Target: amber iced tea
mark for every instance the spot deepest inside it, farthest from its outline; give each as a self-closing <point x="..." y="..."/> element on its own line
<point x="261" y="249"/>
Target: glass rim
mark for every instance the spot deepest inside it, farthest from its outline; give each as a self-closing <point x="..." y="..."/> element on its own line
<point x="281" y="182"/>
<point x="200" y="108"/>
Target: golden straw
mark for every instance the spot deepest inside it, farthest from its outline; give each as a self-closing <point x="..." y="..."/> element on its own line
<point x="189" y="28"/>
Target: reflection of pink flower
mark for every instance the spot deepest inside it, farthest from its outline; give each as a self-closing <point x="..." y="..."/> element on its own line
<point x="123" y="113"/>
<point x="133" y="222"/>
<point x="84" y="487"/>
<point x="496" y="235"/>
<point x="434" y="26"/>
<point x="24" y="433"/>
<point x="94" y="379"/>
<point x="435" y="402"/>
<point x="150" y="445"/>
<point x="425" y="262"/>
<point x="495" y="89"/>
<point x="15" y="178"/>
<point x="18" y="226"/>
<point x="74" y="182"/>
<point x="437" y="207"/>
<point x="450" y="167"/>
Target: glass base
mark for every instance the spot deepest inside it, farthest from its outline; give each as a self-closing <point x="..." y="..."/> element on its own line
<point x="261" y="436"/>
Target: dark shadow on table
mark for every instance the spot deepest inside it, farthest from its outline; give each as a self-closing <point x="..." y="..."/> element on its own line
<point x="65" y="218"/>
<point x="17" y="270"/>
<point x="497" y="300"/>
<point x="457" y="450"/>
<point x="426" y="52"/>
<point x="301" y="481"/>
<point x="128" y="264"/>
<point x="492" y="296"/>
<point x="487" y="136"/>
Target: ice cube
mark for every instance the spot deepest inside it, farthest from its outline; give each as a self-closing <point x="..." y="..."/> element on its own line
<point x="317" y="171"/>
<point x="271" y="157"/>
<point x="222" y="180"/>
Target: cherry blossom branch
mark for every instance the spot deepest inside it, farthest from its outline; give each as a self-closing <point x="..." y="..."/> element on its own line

Problem statement:
Rewrite everything from the line containing "Target: dark shadow on table" down to the end of the material, and nothing before it. Keep every line, but add 118 to each x and y coordinate in the answer points.

Exercise output:
Target: dark shadow on table
mark for every instance the spot deepest inside it, farthest from its outline; give each as a self-closing <point x="..." y="..."/> element on its own line
<point x="183" y="336"/>
<point x="135" y="388"/>
<point x="615" y="418"/>
<point x="575" y="568"/>
<point x="544" y="170"/>
<point x="419" y="599"/>
<point x="246" y="382"/>
<point x="610" y="414"/>
<point x="605" y="254"/>
Target: ice cube
mark for every instance the spot deepest inside it, farthest from its outline; give each as a self-closing <point x="..." y="..."/> element on its own line
<point x="435" y="289"/>
<point x="389" y="275"/>
<point x="340" y="298"/>
Target: cherry blossom branch
mark for every instance the spot deepest inside it, farthest from its outline; give each as a self-closing <point x="..." y="..."/> element on its own line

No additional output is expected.